- [Quoted passage]
----------------
# Moldy Hay?



## emzybabe (Jun 30, 2009)

I brought a bale of this years hay maybe 3 weeks ago. Its gone down a treat and still is going down great. They have plenty of other older hays too. 

When I pull a handful out it smells dusty and u can see a plume of very fine dust. It doesnt smell moldy and there still tucking into it, but it does feel a little damp it didnt plume dust when I first got it? how on earth do u tell if hays gone moldy?


----------



## Lil Miss (Dec 11, 2010)

mouldy hay stinks and you can see the mould on it


----------



## emzybabe (Jun 30, 2009)

thanks, I think I'll have a good look at it tomorrow in the sunlight. It doesnt smell sweet like it used to but doesnt stink either


----------



## Guest (Aug 22, 2011)

As Lil Miss said you ill know when it is mouldy, there is no mistaking it. What you saw was a plume of spores which would make me steam the hay (put hay in a bucket and place one boiling kettle full over it and place a lid on the bucket for 2 mins), this enough to expand the spores 

Is your hay stored in a dry area?
If you keep it in a bag you might find it starts to sweat which speeds up the rotting process


----------



## hazyreality (Jan 11, 2009)

Apparently the hay around here was harvested too early and there is a shortage because alot has gone mouldy but it doesnt sound like yours is mouldy 

I am really really struggling to get hold of bales of hay at the moment, my usual places dont have any  Had to actually buy a bag of hay from asda for £4! A bale is only £3 or £6 depending on where I get it from! Hopefully get some tomorrow.

*Heidi*


----------



## emzybabe (Jun 30, 2009)

As ive just moved house Ive been keeping the hay in my kitchen where the washing machine should go In large plastic bags. Yesterday it smelt odd in a not nice way, I have decided to get rid!

There was a lot of good hay in Devon but I dont know of anywhere in Somerset, I'll probably have to get some more from a pet shop at silly prices


----------
----------------
- [What you should do]
Render this sentence from the hay thread in Spanish: "Is your hay stored in a dry area?" Please work from the hay thread alone.

- [Data segment]
----------------
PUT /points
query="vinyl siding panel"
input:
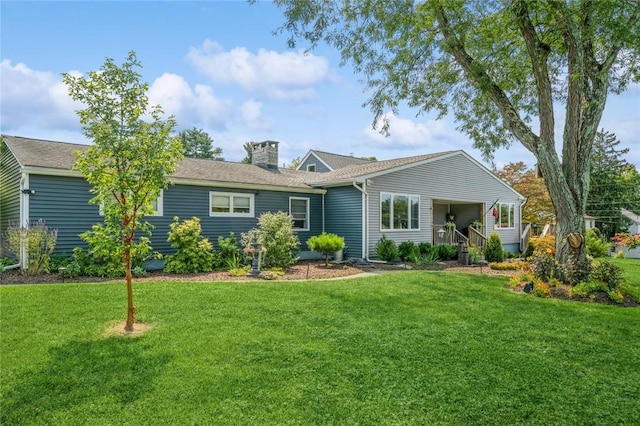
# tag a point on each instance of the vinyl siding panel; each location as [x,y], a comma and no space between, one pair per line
----------------
- [Exercise answer]
¿Tu heno está guardado en un lugar seco?